▶ [EXERCISE DIRECTIONS]
Extend the tribute to V.S. Achuthanandan from the point where it stops.

Kerala
Laal Salaam, VS: A Century In Struggle Ends

Anusha Paul
Published on Jul 21, 2025, 11:35 PM | 4 min read
July 21, 2025 — As the pre-evening skies turned overcast in Thiruvananthapuram, it felt as though all of Kerala had cloaked itself in grey, sensing the weight of what was to come. At around 03:20 PM, the medical bulletin from Sree Uthradam Thirunal Hospital was released, confirming what many had feared: Comrade V.S. Achuthanandan, a century old (102-year-old) torchbearer of Kerala’s communist movement, had passed away.
Even before party offices across the state lowered their red flags and raised black flags in mourning, the news had already spread like wildfire. Almost instantly, party cadres— from workers and farmers to students, veterans and people from all walks of life— began pouring into the AKG Centre for Research and Studies in the heart of the capital.
The Kerala Police, anticipating an overwhelming crowd, quickly set up barricades to control the flow. But the people’s emotion could not be restrained. Lakh after lakh surged past the barriers : to see their VS, as they affectionately called him, and tribute the one final salute to the leader who had marched with them through the pages of history.
It was in October 1946, at just 21 years old, that V.S. Achuthanandan emerged as a fierce youth leader, fearlessly opposing the autocratic Diwan C.P. Ramaswami Iyer and his proposed constitutional reforms to make Travancore an independent state outside the Indian Union. The so-called "American Model" put forward by the Diwan was rejected by the people as a betrayal of India’s national and democratic aspirations.

▶ [RAW DATA]
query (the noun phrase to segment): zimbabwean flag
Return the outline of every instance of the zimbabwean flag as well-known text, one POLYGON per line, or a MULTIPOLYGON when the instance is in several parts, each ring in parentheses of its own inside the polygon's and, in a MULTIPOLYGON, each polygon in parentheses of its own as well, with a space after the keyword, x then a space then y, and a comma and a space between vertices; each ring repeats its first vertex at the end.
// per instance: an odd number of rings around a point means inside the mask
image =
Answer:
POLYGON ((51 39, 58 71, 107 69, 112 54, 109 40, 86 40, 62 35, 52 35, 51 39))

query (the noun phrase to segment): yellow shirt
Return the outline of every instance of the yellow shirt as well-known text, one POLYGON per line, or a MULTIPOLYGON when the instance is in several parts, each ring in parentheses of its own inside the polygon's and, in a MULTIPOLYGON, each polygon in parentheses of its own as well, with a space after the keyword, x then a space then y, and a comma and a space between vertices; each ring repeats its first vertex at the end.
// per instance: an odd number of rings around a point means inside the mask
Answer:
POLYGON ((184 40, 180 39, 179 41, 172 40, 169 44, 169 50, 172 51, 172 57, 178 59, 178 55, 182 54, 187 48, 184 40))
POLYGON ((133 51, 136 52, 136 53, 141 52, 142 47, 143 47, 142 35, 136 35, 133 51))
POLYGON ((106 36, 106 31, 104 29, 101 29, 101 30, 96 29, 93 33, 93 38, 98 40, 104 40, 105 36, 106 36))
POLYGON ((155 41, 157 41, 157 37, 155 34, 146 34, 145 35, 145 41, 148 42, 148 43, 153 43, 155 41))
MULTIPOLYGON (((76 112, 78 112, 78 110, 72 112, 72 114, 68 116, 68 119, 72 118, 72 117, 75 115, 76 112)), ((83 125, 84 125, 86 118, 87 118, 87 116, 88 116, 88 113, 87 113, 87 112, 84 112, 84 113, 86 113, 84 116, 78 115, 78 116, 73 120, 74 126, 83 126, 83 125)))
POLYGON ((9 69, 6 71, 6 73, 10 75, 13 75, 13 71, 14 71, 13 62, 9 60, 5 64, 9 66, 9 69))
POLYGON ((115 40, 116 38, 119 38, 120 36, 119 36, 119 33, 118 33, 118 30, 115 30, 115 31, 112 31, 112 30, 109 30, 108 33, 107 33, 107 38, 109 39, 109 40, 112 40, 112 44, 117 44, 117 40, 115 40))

▶ [EXERCISE ANSWER]
In that moment, a young VS gave voice to the fury of the masses — raising a slogan that would ring across generations:
“American Model Arabi Kadalil!”
(Throw the American Model into the Arabian Sea!)

This wasn’t just a slogan. It was a call to revolution — a defiant roar echoing from the coir fields of Punnapra to the blood-soaked battleground of Vayalar, where hundreds of workers and peasants gave their lives for justice, dignity, and freedom from feudal oppression and imperialist interference.
As the procession arrived, the slogans rose — not as cries of despair, but as a thunderous tribute to a comrade who lived, fought, and died for the people.
With trembling voices and raised fists, a sixteen year old chanted:
“American Model, Kadalil Thalliya Nethave,
Njangade Omana VS-ey, Kanne Karale VS-ey,
Njangalde Nenjile Rosa Poove,
Illa Illa Marikkunnilla, Jeevikkunnu Njangaliloode!”
The leader who threw the American Model into the sea, our dearest VS,
VS, the apple of our eye,
The rose that bloomed in our hearts —
You do not die,
You live on through us.

The body was brought by Chief Minister and Politburo Member Pinarayi Vijayan, CPI(M) State Secretary M.V. Govindan, District Secretary V. Joy, and received by the Red Volunteers, who carried their beloved comrade through the same corridors where EMS Namboodiripad, the first Communist Chief Minister in independent India, once lay in state. At the AKG Centre, the party secretariat took over the arrangements, and one by one, General Secretary M.A. Baby, Politburo Members, Ministers, State Committee Members, and leaders of allied parties paid tributes to the man who had given his entire life to the movement.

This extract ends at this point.